* **Task set**:
1: Reproduce the stretch of the floor covering excerpt from "[0027] After the" through "core structure 10.".
2: According to the floor covering excerpt, what equipment is used to print the adhesive onto the printing substrate?
3: Carry the floor covering excerpt forward from its last sentence.
------ Extract ------
Fig. 1: is a schematic illustration of a production line for implementing a method of producing a decorative floor covering according to a first embodiment of the invention;

Fig. 2: is a schematic illustration of a production line for implementing a method of producing a decorative floor covering according to a second embodiment of the invention;

Fig. 3: is a schematic illustration of a production line for implementing a method of producing a decorative floor covering according to a third embodiment of the invention;

Fig. 4: illustrates a possible way of applying a relief on top of a decorative floor covering;

Fig. 5: is a schematic illustration of a production line for implementing a method of producing a decorative floor covering according to a fourth embodiment of the invention;

Fig. 6: is a schematic illustration of a production line for implementing a method of producing a decorative floor covering according to a fifth embodiment of the invention. Detailed Description of Embodiments

[0024] It will be understood that the following description and the drawings to which it refers describe by way of example several embodiment of the proposed invention for illustration purposes. This description of preferred embodiments shall not limit the scope, nature or spirit of the claimed subject matter.

[0025] Fig. 1 illustrates a first embodiment of the proposed method for producing a decorative floor covering. A multilayer printing substrate is provided in the form of a core structure 10 comprising a support layer 12 coextruded with an adhesive-receiving layer 14. Thermoplastic melt streams 16, 18 are guided from respective extruders 20, 22 to the co-extrusion die 24, where the printing substrate 10 is formed. The support layer 12 is illustrated in this example as a monolayer but it could be replaced by a multilayer structure, provided that the two-manifold die is replaced by a suitable multi manifold die.

[0026] Downstream of the co-extrusion die 24, adhesive 25 is digitally printed on the printing substrate (here: core structure 10) using digital printing equipment 26, thus generating a one-, two- or three-dimensionally patterned adhesive layer 28 that forms a decorative motif. The adhesive 25 is an electron-beam-curable polyurethane (PU) and/or acrylate composition, free (or at least substantially free) from any photoinitiator.

[0027] After the printing of the adhesive, the adhesive layer 28 on the printing substrate is contacted with a wear (also: wear-resistant) layer 30. Upstream of the point where this contacting takes place, the printing substrate could go through a drying stage (not shown). Such drying may be recommended in specific embodiments of the method, for instance, if the adhesive includes a non-reactive solvent or carrier, e.g. water. Finally, the core structure 10 and the wear layer 30 are attached to each other by electron-beam curing the adhesive layer 28 between them. The electron-beam curing is carried out with an electron beam curing machine 32. Upon curing, the adhesive layer 28 takes the role of a tie layer firmly anchored to both the wear layer 30 and the core structure 10.
------ Record excerpts ------
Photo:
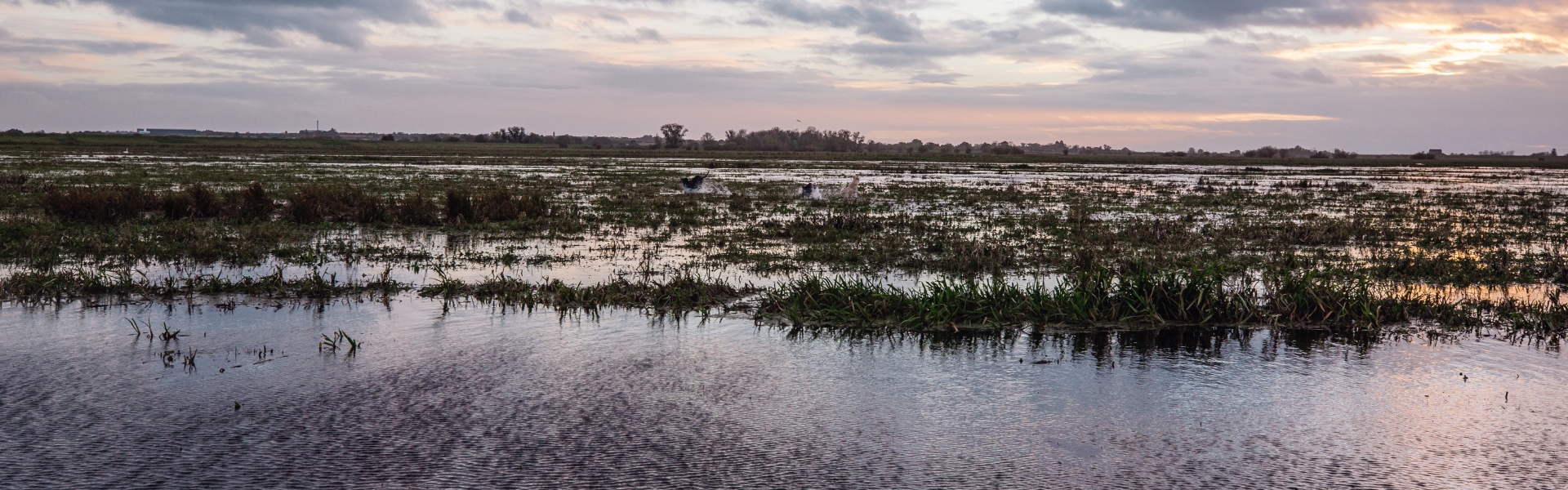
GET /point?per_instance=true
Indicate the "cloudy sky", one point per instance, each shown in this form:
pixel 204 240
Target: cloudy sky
pixel 1152 74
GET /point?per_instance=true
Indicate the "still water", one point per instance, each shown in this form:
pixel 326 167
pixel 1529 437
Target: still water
pixel 485 398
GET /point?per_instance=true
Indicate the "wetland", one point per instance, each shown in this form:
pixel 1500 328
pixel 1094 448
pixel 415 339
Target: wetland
pixel 416 314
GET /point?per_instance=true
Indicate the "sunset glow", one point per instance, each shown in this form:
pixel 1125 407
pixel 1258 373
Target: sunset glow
pixel 1307 73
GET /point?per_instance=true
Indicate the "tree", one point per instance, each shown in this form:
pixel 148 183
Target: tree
pixel 513 134
pixel 673 134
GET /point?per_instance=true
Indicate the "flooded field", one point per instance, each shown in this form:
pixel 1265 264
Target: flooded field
pixel 488 398
pixel 248 319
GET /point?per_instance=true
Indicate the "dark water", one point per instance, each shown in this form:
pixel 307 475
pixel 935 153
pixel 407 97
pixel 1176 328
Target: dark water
pixel 483 399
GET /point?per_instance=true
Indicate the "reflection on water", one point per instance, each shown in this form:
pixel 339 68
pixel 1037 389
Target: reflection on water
pixel 488 398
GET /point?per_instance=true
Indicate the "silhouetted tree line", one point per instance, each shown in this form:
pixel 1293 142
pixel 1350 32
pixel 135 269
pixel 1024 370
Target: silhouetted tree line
pixel 786 140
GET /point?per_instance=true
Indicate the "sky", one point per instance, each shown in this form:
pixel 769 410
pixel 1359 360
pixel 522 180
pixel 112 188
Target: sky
pixel 1365 76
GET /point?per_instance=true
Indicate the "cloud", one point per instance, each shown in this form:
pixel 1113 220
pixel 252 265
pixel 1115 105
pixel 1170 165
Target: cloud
pixel 1312 74
pixel 261 20
pixel 47 46
pixel 866 20
pixel 940 79
pixel 514 16
pixel 1209 15
pixel 642 35
pixel 1379 59
pixel 1482 27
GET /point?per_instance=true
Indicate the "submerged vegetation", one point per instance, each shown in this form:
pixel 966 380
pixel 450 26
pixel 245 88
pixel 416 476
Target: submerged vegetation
pixel 1009 241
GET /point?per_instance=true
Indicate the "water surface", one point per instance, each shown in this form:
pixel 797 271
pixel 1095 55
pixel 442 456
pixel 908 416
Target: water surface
pixel 487 398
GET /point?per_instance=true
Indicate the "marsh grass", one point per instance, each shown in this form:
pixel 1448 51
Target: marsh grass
pixel 679 294
pixel 1140 297
pixel 68 285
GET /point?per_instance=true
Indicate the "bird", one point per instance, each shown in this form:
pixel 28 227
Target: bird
pixel 692 184
pixel 850 190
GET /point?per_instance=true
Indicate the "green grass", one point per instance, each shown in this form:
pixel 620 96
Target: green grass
pixel 1101 299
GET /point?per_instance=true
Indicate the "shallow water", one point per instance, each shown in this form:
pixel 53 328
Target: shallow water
pixel 485 398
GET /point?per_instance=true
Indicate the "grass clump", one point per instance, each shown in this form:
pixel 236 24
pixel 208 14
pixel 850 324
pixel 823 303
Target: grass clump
pixel 679 294
pixel 1138 297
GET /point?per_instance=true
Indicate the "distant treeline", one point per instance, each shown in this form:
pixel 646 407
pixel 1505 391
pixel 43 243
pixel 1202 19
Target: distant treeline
pixel 778 140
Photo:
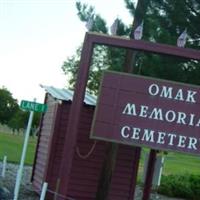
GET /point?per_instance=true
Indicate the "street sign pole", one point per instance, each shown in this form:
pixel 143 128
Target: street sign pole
pixel 20 170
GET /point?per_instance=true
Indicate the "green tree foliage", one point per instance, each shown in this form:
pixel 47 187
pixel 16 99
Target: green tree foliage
pixel 8 105
pixel 164 21
pixel 12 115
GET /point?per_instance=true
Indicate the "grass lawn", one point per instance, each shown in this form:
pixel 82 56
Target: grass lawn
pixel 176 163
pixel 11 146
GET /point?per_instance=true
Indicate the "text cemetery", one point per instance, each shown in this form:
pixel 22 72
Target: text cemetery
pixel 159 114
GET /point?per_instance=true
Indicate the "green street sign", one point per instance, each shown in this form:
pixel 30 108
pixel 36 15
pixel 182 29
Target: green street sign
pixel 33 106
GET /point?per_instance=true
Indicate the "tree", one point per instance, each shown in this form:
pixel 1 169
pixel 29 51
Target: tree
pixel 163 22
pixel 8 105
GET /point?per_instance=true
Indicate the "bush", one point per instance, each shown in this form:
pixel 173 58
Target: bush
pixel 183 186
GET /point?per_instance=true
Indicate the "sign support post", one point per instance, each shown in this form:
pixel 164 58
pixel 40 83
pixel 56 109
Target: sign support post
pixel 20 170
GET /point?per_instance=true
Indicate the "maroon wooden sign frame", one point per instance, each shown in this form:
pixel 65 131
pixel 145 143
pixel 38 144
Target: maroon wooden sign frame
pixel 90 40
pixel 138 110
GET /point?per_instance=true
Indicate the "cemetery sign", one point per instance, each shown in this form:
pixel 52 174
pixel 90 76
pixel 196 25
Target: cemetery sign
pixel 142 111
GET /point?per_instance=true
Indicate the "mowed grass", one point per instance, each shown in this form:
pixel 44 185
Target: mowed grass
pixel 175 163
pixel 179 163
pixel 11 146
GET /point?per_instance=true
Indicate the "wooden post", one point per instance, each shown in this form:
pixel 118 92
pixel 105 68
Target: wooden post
pixel 136 161
pixel 107 171
pixel 149 175
pixel 74 117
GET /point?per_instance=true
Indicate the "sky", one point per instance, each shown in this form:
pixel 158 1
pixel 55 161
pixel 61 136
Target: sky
pixel 37 36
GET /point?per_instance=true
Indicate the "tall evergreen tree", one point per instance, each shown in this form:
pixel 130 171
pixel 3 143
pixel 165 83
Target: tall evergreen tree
pixel 164 21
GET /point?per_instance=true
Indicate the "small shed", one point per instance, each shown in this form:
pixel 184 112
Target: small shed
pixel 88 157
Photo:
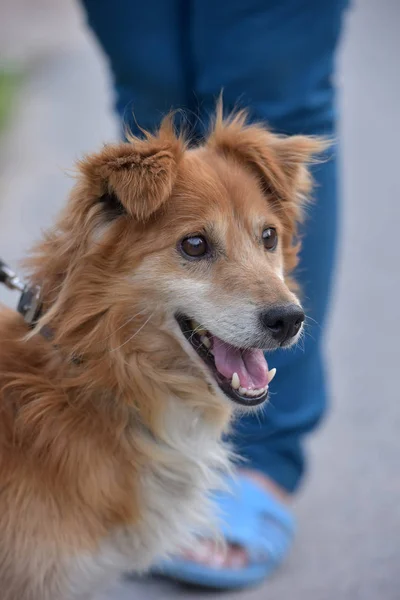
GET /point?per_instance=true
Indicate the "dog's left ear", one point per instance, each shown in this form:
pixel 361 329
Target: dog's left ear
pixel 138 174
pixel 280 162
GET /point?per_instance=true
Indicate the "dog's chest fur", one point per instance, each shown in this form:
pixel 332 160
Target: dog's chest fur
pixel 174 491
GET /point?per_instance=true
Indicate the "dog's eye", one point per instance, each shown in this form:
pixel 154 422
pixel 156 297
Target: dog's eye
pixel 195 246
pixel 270 238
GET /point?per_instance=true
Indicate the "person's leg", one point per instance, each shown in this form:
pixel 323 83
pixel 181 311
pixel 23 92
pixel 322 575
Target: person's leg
pixel 277 59
pixel 145 44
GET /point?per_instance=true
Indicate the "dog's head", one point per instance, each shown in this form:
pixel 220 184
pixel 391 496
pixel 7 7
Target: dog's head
pixel 183 255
------
* **Responses**:
1:
[0027] After the printing of the adhesive, the adhesive layer 28 on the printing substrate is contacted with a wear (also: wear-resistant) layer 30. Upstream of the point where this contacting takes place, the printing substrate could go through a drying stage (not shown). Such drying may be recommended in specific embodiments of the method, for instance, if the adhesive includes a non-reactive solvent or carrier, e.g. water. Finally, the core structure 10 and the wear layer 30 are attached to each other by electron-beam curing the adhesive layer 28 between them. The electron-beam curing is carried out with an electron beam curing machine 32. Upon curing, the adhesive layer 28 takes the role of a tie layer firmly anchored to both the wear layer 30 and the core structure 10.

2: Digital printing equipment 26.

3:
[0028] Fig. 2 illustrates a second embodiment of the proposed method for producing a decorative floor covering, which differs from the previously discussed embodiment by the way the printing substrate is produced. In the example of Fig. 2, a multilayer printing substrate is provided in the form of a core structure 10 comprising a support layer 12 and a primer layer 34 applied on top of the support layer 12 using a primer printing equipment 36.

[0029] The primer printing equipment 36 may be a digital printer but any other printing technique fit for the purpose of homogeneously applying the primer layer 34 could be used. When the primer layer 34 has been applied, it is preferably cured using a curing technique that is compatible with the primer composition employed. In the illustrated embodiment, the primer layer 34 is a photoinitiator-free electron-beam-curable composition that is cured with electron beam curing machine 38.

[0030] Downstream electron beam curing machine 38, adhesive 25 is digitally printed on the printing substrate using digital printing equipment 26, thus generating a one-, two- or three-dimensionally patterned adhesive layer 28 that forms a decorative motif. The adhesive 25 is an electron-beam-curable polyurethane and/or acrylate composition, free (or at least substantially free) from any photoinitiator.

[0031] After the printing of the adhesive, the adhesive layer 28 on the printing substrate is contacted with the wear layer 30. Finally, the core structure 10 and the wear layer 30 are attached to each other by electron-beam curing the adhesive layer 28 between them. The electron-beam curing is carried out with an electron beam curing machine 32. Upon curing, the adhesive layer 28 takes the role of a tie layer firmly anchored to both the wear layer 30 and the core structure 10. [0032] Fig. 3 illustrates a third embodiment of the proposed method for producing a decorative floor covering, which differs from the previously discussed embodiments only by the way the printing substrate is produced. In the example of Fig. 3, a multilayer printing substrate is provided in the form of a core structure 10 comprising a support layer 12 and a primer layer 34 applied on top of the support layer 12 using a primer application equipment 40. The primer is applied in liquid state (e.g. as a plastisol) by guiding the support layer 12 through a bath of primer liquid, which is thereafter solidified with drying/heating device 42.

[0033] The adhesive 25 is digitally printed on the printing substrate using digital printing equipment 26, thus generating a one-, two- or three-dimensionally patterned adhesive layer 28 that forms a decorative motif. The adhesive 25 is an electron-beam- curable polyurethane and/or acrylate composition, free (or at least substantially free) from any photoinitiator. [0034] After the printing of the adhesive, the adhesive layer 28 on the printing substrate is contacted with the wear layer 30. Finally, the core structure 10 and the wear layer 30 are attached to each other by electron-beam curing the adhesive layer 28 between them. The electron-beam curing is carried out with an electron beam curing machine 32. Upon curing, the adhesive layer 28 takes the role of a tie layer firmly anchored to both the wear layer 30 and the core structure 10.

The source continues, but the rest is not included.